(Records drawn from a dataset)

__________

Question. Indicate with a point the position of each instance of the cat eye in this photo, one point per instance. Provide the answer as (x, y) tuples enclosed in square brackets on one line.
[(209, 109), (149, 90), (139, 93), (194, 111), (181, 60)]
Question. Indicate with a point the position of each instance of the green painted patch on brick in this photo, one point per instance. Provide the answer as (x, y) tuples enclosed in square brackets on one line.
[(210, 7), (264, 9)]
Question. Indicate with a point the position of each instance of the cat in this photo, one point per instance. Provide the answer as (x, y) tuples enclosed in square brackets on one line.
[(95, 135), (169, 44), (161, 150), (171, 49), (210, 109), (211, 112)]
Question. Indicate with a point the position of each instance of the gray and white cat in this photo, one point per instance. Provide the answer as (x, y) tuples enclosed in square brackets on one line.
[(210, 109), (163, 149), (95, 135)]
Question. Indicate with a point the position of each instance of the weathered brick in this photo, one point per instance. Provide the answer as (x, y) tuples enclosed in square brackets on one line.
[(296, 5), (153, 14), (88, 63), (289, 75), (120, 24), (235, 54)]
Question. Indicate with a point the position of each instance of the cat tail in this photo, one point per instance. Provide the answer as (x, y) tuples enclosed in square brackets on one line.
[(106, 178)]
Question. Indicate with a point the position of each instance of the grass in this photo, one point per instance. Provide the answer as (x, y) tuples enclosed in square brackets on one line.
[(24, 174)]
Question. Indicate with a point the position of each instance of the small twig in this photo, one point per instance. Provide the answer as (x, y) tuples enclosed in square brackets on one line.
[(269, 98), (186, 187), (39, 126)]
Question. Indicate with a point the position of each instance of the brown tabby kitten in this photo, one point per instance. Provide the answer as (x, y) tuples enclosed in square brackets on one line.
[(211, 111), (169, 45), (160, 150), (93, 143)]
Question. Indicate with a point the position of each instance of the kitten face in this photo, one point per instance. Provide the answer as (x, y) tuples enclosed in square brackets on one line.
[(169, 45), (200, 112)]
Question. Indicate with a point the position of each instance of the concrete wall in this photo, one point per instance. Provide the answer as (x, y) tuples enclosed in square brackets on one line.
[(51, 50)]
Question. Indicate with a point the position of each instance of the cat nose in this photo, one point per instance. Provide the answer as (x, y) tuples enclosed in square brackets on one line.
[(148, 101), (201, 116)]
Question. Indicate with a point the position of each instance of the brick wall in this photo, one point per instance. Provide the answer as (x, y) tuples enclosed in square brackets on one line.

__________

[Task prompt] What is needed is an exact copy of all the data above.

[Worked solution]
Question. Indicate with a point the position of each instance of the cat eye in this photo, one point per instance. Provide the answer as (x, y) tuples enclosed in square brackets on one line.
[(209, 109), (149, 90), (139, 93), (194, 111), (181, 60)]
Question. Indicate with a point the position of each instance of the green painted patch on brick in this photo, one point per instance. Provide the answer as (x, y) tuples enclosed in square brackets on one line.
[(210, 7), (264, 9)]
Question. Indicate with a point the position of each instance of the cat in this photo, one point per instance. Provide the answer as (x, y) tuples enclosed in square brackets on one line.
[(95, 135), (169, 44), (161, 150), (171, 49), (210, 109), (211, 112)]
Question. Indicate with a point the position of each instance of the gray and white cat in this photo, one point per instance. Provide the answer as (x, y) tuples enclosed in square brackets on one line.
[(210, 109), (163, 149), (95, 135)]
Question. Indicate with a point the position of each instance of the weathered brick in this photo, one point per instance. Provide the answer as (x, y) tuples enclosed in square brackets on one line.
[(296, 5), (153, 14), (88, 63), (289, 75), (120, 24), (235, 54)]
Question. Indicate with a point the position of each instance of the cat tail in this photo, one point per instance. Provide the answer as (x, y) tuples enclosed in square brackets on one line.
[(106, 178)]
Question. Indicate with a point the position of each instance of the grass in this photo, one point per instance. Provide the answer as (x, y) tuples enclosed in square brackets on one line.
[(24, 174)]
Question. Indicate with a point the position of each instance of the small twig in this photo, one point per instance. Provide the answer as (x, y) tuples enclosed in square brackets on one line.
[(269, 98), (186, 187), (39, 126)]
Question. Indicate with a point the position of each instance of the brown tabby kitten in this photo, one point per instance. Provide the answer as (x, y) tuples enclosed in square brackets on one line.
[(211, 111), (169, 45), (160, 150), (93, 143)]
Question. Indicate with a point the position of each instance of the kitten face in this photo, one point per instance. Provide the answer as (x, y) tuples enclosed in square brackets on one line.
[(169, 45), (200, 112)]
Question. Indicate with a point the position of each instance of the concrete wall in this photo, one point per instance. Provide the answer as (x, y) tuples enclosed in square brackets on one line.
[(51, 50)]
Question. Indicate with a point the position of each instance of the cat nose in this photo, one point per instance. Provide the answer as (x, y) tuples enclosed in square brackets on one line.
[(148, 101), (201, 116)]
Question. Indicate with a point the position of each instance of the brick wall in this photo, one point per instance. Provide the answer as (x, y) tuples enclosed in square brackets on one line.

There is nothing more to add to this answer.